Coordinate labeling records
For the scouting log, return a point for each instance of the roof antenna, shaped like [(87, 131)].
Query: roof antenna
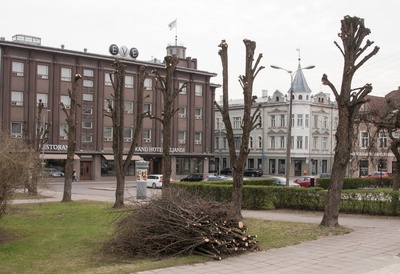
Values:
[(298, 49)]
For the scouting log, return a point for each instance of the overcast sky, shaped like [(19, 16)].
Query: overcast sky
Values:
[(279, 27)]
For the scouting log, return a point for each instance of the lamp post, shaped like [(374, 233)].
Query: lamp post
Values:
[(43, 135), (289, 132)]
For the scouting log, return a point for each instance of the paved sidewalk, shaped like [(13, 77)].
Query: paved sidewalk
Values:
[(373, 248)]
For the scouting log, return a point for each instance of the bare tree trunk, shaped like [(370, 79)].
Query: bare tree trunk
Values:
[(71, 122), (249, 122), (166, 86), (349, 102)]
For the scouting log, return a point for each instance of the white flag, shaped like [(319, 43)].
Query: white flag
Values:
[(172, 25)]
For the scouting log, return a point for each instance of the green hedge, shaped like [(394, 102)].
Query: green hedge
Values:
[(259, 194), (356, 183)]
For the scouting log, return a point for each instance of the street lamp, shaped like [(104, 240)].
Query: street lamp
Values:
[(43, 134), (289, 132)]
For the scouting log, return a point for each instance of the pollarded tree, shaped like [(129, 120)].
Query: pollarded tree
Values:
[(169, 93), (17, 160), (116, 113), (249, 120), (349, 100)]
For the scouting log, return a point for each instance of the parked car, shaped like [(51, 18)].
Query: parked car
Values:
[(226, 171), (252, 172), (378, 174), (281, 181), (323, 175), (52, 172), (155, 180), (217, 178), (305, 181), (194, 177)]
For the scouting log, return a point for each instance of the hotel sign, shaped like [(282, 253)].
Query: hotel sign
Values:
[(159, 149)]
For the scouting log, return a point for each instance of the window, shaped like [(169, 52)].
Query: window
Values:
[(17, 98), (63, 132), (87, 97), (66, 74), (87, 138), (198, 113), (87, 124), (272, 143), (325, 122), (237, 122), (107, 104), (66, 101), (18, 69), (147, 108), (128, 107), (382, 139), (197, 138), (43, 72), (181, 137), (237, 141), (43, 97), (316, 121), (364, 139), (292, 120), (198, 90), (127, 133), (87, 111), (282, 120), (148, 84), (300, 120), (107, 78), (282, 142), (88, 83), (306, 142), (107, 133), (147, 135), (16, 129), (182, 112), (324, 142), (128, 81), (299, 142), (272, 120), (315, 142), (88, 73), (182, 88)]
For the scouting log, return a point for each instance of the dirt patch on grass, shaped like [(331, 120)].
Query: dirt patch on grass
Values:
[(5, 237)]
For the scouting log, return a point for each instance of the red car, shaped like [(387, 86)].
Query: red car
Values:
[(378, 174), (305, 181)]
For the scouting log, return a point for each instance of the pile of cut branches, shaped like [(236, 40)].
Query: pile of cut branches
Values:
[(181, 224)]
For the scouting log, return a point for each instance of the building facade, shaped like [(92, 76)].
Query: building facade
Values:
[(30, 72), (314, 123)]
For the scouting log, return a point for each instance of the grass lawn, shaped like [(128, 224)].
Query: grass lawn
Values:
[(66, 238)]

■ WHAT YOU NEED TO DO: Write out all of the entries above word for word, omitting the pictures.

■ REPLY TO THE TASK:
For the scouting log, return a point for each instance of the roof antenna, shaped like [(87, 131)].
Query: roof antenna
Values:
[(298, 49)]
For the scouting log, return a point for each instance of the overcast sky, shaped like [(19, 16)].
Query: overcast sky
Values:
[(279, 27)]
For the scouting log, return a point for each instance of the lamp post, shaped like [(374, 233)].
Query: lamp post
Values:
[(43, 135), (289, 132)]
For the scouting log, return a point for each instance of the paved sidewalk, shaped like [(13, 77)].
Query: paved sidewalk
Values:
[(373, 248)]
For the scouting log, return a point for each instance of the bare tree trunk, shaped like [(370, 79)].
Query: bare tree trunk
Values:
[(71, 122), (249, 122), (166, 86), (349, 102)]
For the scouting log, return a point for each instance of the white flag, shaped like [(319, 43)].
Query: white flag
Values:
[(172, 25)]
For the scouting log, return a point for each instance of the green hedge, shaped like [(394, 102)].
Query: green hedge
Values:
[(259, 194), (356, 183)]
For the scouting log, return a point for each instance of the street lamp, shaped like [(104, 240)].
Query: street lamp
Values:
[(43, 134), (289, 132)]
For the scouting log, return a point for each instance of the pollarded tree, shaped like [(129, 120)].
Query: pollarded tree
Values:
[(169, 93), (17, 160), (116, 113), (249, 120), (349, 100)]
For the scouting log, return a point for each instance of the parked car, shaped like [(51, 18)].
Query: parked car
Values:
[(226, 171), (252, 172), (378, 174), (281, 181), (323, 175), (52, 172), (155, 180), (217, 178), (305, 181), (194, 177)]
For the scouting log, return a point for each instance of the hotel sign, shaped like [(282, 253)].
Query: hotel sign
Values:
[(159, 149)]
For the scouting log, return a point for each instance of the window, shaped like [(169, 52)].
Query: window
Values:
[(17, 98), (63, 132), (87, 97), (66, 74), (87, 138), (198, 113), (87, 124), (272, 143), (325, 122), (237, 122), (107, 104), (66, 101), (18, 69), (147, 108), (128, 107), (382, 139), (197, 138), (43, 72), (181, 137), (237, 141), (43, 97), (316, 121), (364, 139), (292, 120), (198, 90), (127, 133), (87, 111), (282, 120), (148, 84), (300, 120), (107, 78), (282, 142), (88, 83), (306, 142), (107, 133), (147, 135), (16, 129), (182, 112), (324, 142), (128, 81), (299, 142), (272, 120), (315, 142), (88, 73), (182, 88)]
For the scouting log, return a point for each instance of the dirt patch on grass, shaped like [(331, 120)].
Query: dirt patch on grass
Values:
[(5, 237)]
For the scouting log, return a point for each instance of the red car, shaped like [(387, 86)].
Query: red car
Values:
[(378, 174), (305, 181)]
For the scouting log, return a point for each instance of the pile of cut branches, shaped like [(236, 40)].
Query: pile of cut branches
Values:
[(181, 224)]
For the scouting log, return a point for each instance of the building facade, shaped like [(92, 76)].
Query: building facade
Values:
[(30, 72), (314, 123)]
For the scouting log, return a point for each instance of the grass lawn, shaped like [(128, 224)].
Query: grass lawn
Values:
[(66, 238)]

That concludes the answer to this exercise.